▶ What is asked: Convert the lines of the material below into a Markdown table with the columns Row and Line, where each row holds its number and the line. Leave out blank lines.

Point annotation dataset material
Start

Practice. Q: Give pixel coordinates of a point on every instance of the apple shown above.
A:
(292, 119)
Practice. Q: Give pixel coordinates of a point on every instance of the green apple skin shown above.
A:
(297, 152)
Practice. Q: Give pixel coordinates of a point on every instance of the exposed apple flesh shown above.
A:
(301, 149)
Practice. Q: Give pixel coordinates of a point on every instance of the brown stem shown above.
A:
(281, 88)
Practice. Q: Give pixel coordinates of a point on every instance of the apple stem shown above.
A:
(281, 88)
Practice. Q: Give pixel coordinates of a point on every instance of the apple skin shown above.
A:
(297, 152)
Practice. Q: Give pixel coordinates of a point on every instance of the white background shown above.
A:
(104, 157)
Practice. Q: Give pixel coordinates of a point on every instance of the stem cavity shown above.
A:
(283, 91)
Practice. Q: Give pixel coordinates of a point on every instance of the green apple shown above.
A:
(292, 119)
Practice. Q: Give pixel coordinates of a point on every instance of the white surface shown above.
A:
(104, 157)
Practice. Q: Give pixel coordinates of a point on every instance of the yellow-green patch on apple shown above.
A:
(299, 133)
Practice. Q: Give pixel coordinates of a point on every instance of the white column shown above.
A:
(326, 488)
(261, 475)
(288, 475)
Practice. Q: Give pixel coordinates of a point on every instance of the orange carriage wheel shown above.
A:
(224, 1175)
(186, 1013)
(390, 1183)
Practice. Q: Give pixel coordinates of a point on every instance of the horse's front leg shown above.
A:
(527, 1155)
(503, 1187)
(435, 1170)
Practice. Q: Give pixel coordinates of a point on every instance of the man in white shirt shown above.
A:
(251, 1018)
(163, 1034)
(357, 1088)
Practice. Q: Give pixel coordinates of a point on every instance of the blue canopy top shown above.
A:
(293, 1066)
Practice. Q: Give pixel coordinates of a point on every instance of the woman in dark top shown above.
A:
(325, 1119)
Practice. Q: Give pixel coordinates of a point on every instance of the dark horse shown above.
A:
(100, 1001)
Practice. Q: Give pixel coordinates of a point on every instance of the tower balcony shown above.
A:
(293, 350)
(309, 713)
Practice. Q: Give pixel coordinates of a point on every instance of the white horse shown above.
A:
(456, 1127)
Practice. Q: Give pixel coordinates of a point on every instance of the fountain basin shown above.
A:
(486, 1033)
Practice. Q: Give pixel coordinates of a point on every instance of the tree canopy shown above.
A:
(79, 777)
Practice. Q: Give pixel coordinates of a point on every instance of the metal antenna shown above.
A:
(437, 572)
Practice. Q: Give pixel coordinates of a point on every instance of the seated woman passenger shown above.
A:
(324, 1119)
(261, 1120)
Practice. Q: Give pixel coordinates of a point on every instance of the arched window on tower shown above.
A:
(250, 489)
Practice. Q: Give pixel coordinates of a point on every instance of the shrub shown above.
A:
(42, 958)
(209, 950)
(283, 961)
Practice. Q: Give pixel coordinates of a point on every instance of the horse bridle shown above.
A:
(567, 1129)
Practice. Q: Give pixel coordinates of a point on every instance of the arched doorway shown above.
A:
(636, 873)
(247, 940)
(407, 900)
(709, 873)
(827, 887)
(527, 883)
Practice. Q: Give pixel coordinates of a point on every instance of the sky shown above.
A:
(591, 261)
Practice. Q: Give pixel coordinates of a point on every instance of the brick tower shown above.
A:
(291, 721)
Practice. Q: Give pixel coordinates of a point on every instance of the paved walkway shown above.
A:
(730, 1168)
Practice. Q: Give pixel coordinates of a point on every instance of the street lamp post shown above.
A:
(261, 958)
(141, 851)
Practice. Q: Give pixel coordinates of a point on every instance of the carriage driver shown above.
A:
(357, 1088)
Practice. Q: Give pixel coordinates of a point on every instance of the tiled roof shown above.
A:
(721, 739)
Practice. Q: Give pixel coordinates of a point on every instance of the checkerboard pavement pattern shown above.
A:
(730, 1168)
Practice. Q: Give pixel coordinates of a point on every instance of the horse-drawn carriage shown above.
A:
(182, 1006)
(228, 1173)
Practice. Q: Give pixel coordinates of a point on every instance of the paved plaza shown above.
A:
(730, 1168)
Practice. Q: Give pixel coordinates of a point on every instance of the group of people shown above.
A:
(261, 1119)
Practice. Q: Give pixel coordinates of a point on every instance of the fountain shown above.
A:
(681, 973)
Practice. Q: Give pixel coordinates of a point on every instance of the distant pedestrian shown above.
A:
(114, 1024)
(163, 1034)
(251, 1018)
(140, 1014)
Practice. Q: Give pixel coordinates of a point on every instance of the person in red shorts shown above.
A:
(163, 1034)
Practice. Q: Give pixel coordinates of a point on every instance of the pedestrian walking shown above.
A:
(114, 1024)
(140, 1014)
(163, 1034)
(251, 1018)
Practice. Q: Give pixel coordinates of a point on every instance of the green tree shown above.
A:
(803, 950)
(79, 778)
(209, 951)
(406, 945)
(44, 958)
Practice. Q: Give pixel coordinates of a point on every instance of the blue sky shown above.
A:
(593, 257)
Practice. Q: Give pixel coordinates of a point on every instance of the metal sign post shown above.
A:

End

▶ Result:
| Row | Line |
|---|---|
| 1 | Practice. Q: Give pixel coordinates of a point on every instance of the apple shown above. |
| 2 | A: |
| 3 | (292, 119) |
| 4 | Practice. Q: Give pixel coordinates of a point on every instance of the green apple skin shown above. |
| 5 | A: |
| 6 | (297, 152) |
| 7 | Practice. Q: Give pixel coordinates of a point on every instance of the exposed apple flesh shown above. |
| 8 | A: |
| 9 | (301, 149) |
| 10 | Practice. Q: Give pixel coordinates of a point on every instance of the brown stem shown above. |
| 11 | A: |
| 12 | (281, 88) |
| 13 | Practice. Q: Give pixel coordinates of a point on every instance of the apple stem shown above. |
| 14 | A: |
| 15 | (281, 88) |
| 16 | Practice. Q: Give pixel coordinates of a point on every instance of the apple skin shown above. |
| 17 | A: |
| 18 | (297, 152) |
| 19 | Practice. Q: Give pixel coordinates of a point on every instance of the white background shown above. |
| 20 | A: |
| 21 | (104, 157) |
| 22 | Practice. Q: Give pixel coordinates of a point on every instance of the stem cavity shown above. |
| 23 | A: |
| 24 | (283, 91) |
| 25 | Practice. Q: Give pixel coordinates of a point on every instance of the green apple shown above. |
| 26 | A: |
| 27 | (292, 119) |
| 28 | Practice. Q: Give pixel coordinates of a point on every instance of the white surface shown above. |
| 29 | A: |
| 30 | (104, 157) |
| 31 | Practice. Q: Give pixel coordinates of a point on every instance of the yellow-green patch on apple shown above. |
| 32 | A: |
| 33 | (299, 133) |
| 34 | Practice. Q: Give pixel coordinates of a point on every instance of the white column shown above. |
| 35 | A: |
| 36 | (326, 488) |
| 37 | (261, 475) |
| 38 | (288, 475) |
| 39 | Practice. Q: Give pixel coordinates of a point on every instance of the orange carriage wheel shown above. |
| 40 | A: |
| 41 | (224, 1175) |
| 42 | (186, 1013) |
| 43 | (390, 1183) |
| 44 | Practice. Q: Give pixel coordinates of a point on every instance of the horse's front leg shown above. |
| 45 | A: |
| 46 | (527, 1155) |
| 47 | (503, 1187) |
| 48 | (435, 1170) |
| 49 | Practice. Q: Give pixel coordinates of a point on every instance of the man in white shirt shown above. |
| 50 | A: |
| 51 | (251, 1018) |
| 52 | (163, 1034) |
| 53 | (357, 1088) |
| 54 | Practice. Q: Give pixel coordinates of a point on every instance of the blue canopy top shown above. |
| 55 | A: |
| 56 | (293, 1066) |
| 57 | Practice. Q: Give pixel coordinates of a point on every instance of the woman in dark top shown above. |
| 58 | A: |
| 59 | (325, 1119) |
| 60 | Practice. Q: Give pixel coordinates of a point on every instance of the dark horse shown above. |
| 61 | A: |
| 62 | (100, 1001) |
| 63 | Practice. Q: Give pixel coordinates of a point on every instance of the tower balcony shown above. |
| 64 | A: |
| 65 | (293, 350) |
| 66 | (309, 713) |
| 67 | Practice. Q: Give pixel coordinates of a point on every instance of the white horse shown above. |
| 68 | A: |
| 69 | (456, 1127) |
| 70 | Practice. Q: Give pixel coordinates of a point on every instance of the fountain basin shown above. |
| 71 | A: |
| 72 | (486, 1033) |
| 73 | Practice. Q: Give pixel coordinates of a point on every instance of the tree canopy shown above. |
| 74 | A: |
| 75 | (79, 777) |
| 76 | Practice. Q: Give pixel coordinates of a point on every instance of the metal antenna shown above. |
| 77 | A: |
| 78 | (437, 572) |
| 79 | Practice. Q: Give pixel coordinates of a point on every instance of the seated woman passenger shown above. |
| 80 | A: |
| 81 | (324, 1119) |
| 82 | (261, 1120) |
| 83 | Practice. Q: Give pixel coordinates of a point on every instance of the arched window on tower shown above. |
| 84 | A: |
| 85 | (250, 489) |
| 86 | Practice. Q: Give pixel coordinates of a point on every instance of the shrub shown above. |
| 87 | A: |
| 88 | (42, 958) |
| 89 | (209, 950) |
| 90 | (283, 961) |
| 91 | Practice. Q: Give pixel coordinates of a point on every instance of the horse bridle shown above. |
| 92 | A: |
| 93 | (567, 1129) |
| 94 | Practice. Q: Give pixel coordinates of a point on every instance of the arched doorway shown above. |
| 95 | A: |
| 96 | (636, 873) |
| 97 | (247, 940) |
| 98 | (407, 900) |
| 99 | (709, 873) |
| 100 | (827, 887) |
| 101 | (527, 883) |
| 102 | Practice. Q: Give pixel coordinates of a point on every instance of the sky shown above. |
| 103 | A: |
| 104 | (591, 261) |
| 105 | Practice. Q: Give pixel coordinates of a point on every instance of the brick tower shown above. |
| 106 | A: |
| 107 | (291, 721) |
| 108 | Practice. Q: Give pixel coordinates of a point on every instance of the paved walkway shown above. |
| 109 | A: |
| 110 | (730, 1168) |
| 111 | Practice. Q: Give pixel coordinates of a point on every instance of the street lamp post shown above. |
| 112 | A: |
| 113 | (261, 958) |
| 114 | (141, 851) |
| 115 | Practice. Q: Give pixel coordinates of a point on every instance of the carriage driver shown above. |
| 116 | A: |
| 117 | (357, 1088) |
| 118 | Practice. Q: Give pixel coordinates of a point on every instance of the tiled roof shown above. |
| 119 | A: |
| 120 | (721, 739) |
| 121 | Practice. Q: Give pixel coordinates of a point on every instance of the checkerboard pavement pattern shown above. |
| 122 | A: |
| 123 | (730, 1168) |
| 124 | Practice. Q: Give pixel coordinates of a point on every instance of the horse-drawn carriage shown above. |
| 125 | A: |
| 126 | (182, 1006) |
| 127 | (228, 1173) |
| 128 | Practice. Q: Give pixel coordinates of a point on every instance of the paved plaza shown above. |
| 129 | A: |
| 130 | (730, 1168) |
| 131 | Practice. Q: Give pixel coordinates of a point on every instance of the group of people shown above. |
| 132 | A: |
| 133 | (261, 1119) |
| 134 | Practice. Q: Give pixel coordinates of a point on every instance of the fountain shown above. |
| 135 | A: |
| 136 | (681, 973) |
| 137 | Practice. Q: Give pixel coordinates of a point on every instance of the distant pedestrian shown above. |
| 138 | A: |
| 139 | (114, 1024) |
| 140 | (163, 1034) |
| 141 | (251, 1018) |
| 142 | (140, 1014) |
| 143 | Practice. Q: Give pixel coordinates of a point on every instance of the person in red shorts shown above. |
| 144 | A: |
| 145 | (163, 1034) |
| 146 | Practice. Q: Give pixel coordinates of a point on every instance of the pedestrian walking shown above. |
| 147 | A: |
| 148 | (114, 1024) |
| 149 | (140, 1014) |
| 150 | (163, 1034) |
| 151 | (251, 1018) |
| 152 | Practice. Q: Give pixel coordinates of a point on every instance of the green tree shown above. |
| 153 | A: |
| 154 | (803, 950) |
| 155 | (79, 778) |
| 156 | (209, 951) |
| 157 | (406, 945) |
| 158 | (44, 958) |
| 159 | Practice. Q: Give pixel coordinates of a point on every instance of the blue sky shown above. |
| 160 | A: |
| 161 | (593, 257) |
| 162 | Practice. Q: Give pixel coordinates of a point on every instance of the metal sign post shown above. |
| 163 | A: |